◆ BRIEF: The required result is the exact run of lines beginning at the one containing "Exercise. Mark the diagonal" and ending at the last line of the entries.

◆ DATA SUPPLIED:
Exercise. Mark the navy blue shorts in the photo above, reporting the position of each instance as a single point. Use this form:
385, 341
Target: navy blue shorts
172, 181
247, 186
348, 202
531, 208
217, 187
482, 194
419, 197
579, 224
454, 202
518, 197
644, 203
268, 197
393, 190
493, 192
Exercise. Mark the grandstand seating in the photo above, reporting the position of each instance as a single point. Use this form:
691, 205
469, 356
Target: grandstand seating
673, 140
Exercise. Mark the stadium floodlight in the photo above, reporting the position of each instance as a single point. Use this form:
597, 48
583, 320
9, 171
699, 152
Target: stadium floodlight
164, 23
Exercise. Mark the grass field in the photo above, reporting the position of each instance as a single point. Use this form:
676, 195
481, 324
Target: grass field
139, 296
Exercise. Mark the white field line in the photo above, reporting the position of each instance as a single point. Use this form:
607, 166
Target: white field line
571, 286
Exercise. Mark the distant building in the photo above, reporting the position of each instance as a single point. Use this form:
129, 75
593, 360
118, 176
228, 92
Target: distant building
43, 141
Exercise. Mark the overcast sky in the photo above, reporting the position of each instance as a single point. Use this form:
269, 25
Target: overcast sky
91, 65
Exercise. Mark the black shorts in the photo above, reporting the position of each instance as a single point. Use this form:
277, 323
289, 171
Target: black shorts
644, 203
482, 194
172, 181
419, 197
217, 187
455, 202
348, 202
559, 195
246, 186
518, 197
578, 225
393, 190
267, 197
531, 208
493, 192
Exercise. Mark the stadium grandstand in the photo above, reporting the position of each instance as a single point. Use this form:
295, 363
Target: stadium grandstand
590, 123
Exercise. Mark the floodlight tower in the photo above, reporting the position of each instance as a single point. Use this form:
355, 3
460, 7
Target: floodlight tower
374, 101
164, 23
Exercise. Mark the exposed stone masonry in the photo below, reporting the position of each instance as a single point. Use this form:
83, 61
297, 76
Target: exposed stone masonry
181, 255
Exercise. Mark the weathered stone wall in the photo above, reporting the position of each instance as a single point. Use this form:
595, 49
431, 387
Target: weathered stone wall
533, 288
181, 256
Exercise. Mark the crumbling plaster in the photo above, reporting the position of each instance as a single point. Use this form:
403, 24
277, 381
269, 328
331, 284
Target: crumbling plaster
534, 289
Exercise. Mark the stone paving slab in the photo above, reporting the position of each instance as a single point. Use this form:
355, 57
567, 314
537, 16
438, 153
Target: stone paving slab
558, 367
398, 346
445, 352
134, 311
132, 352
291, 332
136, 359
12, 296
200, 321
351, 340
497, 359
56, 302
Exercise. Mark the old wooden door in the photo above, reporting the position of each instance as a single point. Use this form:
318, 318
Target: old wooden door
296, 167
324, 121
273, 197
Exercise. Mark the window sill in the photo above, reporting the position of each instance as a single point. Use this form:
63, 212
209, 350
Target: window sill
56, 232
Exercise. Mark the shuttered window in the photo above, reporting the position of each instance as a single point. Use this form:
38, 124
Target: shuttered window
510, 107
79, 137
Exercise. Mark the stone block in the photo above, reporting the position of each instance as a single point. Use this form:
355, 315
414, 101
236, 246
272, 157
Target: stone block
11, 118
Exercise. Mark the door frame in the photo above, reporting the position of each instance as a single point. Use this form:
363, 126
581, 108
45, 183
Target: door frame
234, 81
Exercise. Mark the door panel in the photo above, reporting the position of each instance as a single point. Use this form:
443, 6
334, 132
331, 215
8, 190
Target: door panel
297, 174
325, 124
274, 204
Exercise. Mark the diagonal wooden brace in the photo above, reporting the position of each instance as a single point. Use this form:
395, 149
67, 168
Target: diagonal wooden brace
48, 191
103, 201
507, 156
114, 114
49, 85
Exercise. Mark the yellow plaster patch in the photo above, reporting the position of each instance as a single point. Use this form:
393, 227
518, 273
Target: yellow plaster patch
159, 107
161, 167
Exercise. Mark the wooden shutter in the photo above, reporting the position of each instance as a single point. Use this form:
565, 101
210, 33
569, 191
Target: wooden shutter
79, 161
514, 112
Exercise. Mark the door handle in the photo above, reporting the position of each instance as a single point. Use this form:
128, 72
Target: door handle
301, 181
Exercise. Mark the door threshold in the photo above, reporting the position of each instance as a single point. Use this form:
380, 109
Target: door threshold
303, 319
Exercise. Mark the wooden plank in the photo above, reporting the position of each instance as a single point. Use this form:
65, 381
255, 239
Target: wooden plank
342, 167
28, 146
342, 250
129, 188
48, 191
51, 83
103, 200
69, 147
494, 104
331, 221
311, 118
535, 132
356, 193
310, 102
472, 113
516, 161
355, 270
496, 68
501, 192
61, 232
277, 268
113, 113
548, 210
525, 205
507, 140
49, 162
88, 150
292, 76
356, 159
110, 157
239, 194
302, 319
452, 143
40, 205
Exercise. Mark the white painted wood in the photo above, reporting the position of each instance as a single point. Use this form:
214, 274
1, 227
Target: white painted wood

◆ FINAL RESULT:
Exercise. Mark the diagonal wooden brace in the photo above, reporting the position of each instance as a single point. Use this form:
395, 149
67, 168
Target: diagonal wooden brace
48, 191
103, 201
507, 156
114, 114
49, 85
Exercise. Mark the yellow plaster patch in the photo above, reporting the position of each instance as a single point. Use this form:
393, 227
518, 273
Target: yellow plaster patch
159, 107
161, 167
Exercise. Mark the wooden shutter in the photo above, reporting the position of each instance as a single point. Use this form:
565, 101
210, 33
569, 191
Target: wooden shutter
79, 161
514, 112
Exercise. Mark the door handle in the photo above, reporting the position of each instance as a single point. Use this form:
128, 72
Target: door handle
301, 181
Exercise. Mark the door threshold in the photo above, reporting the position of each instance as a single point. Use this form:
380, 109
Target: door threshold
303, 319
Exercise. Mark the wooden plank in the photo above, reporting the position of each instance as a single point. Use this form:
65, 381
255, 239
Target: wooden plank
342, 167
28, 146
342, 250
129, 188
48, 191
51, 83
103, 200
69, 147
494, 104
331, 221
311, 118
535, 132
356, 193
310, 102
472, 113
516, 161
355, 270
496, 68
501, 192
61, 232
277, 268
113, 113
548, 210
525, 205
507, 140
49, 162
88, 150
292, 76
356, 159
110, 157
239, 194
302, 319
452, 143
40, 205
Exercise. Mark the white painted wood in the photo above, reporting the position of each instance as a single point. Use this form:
214, 274
1, 227
Target: white painted wood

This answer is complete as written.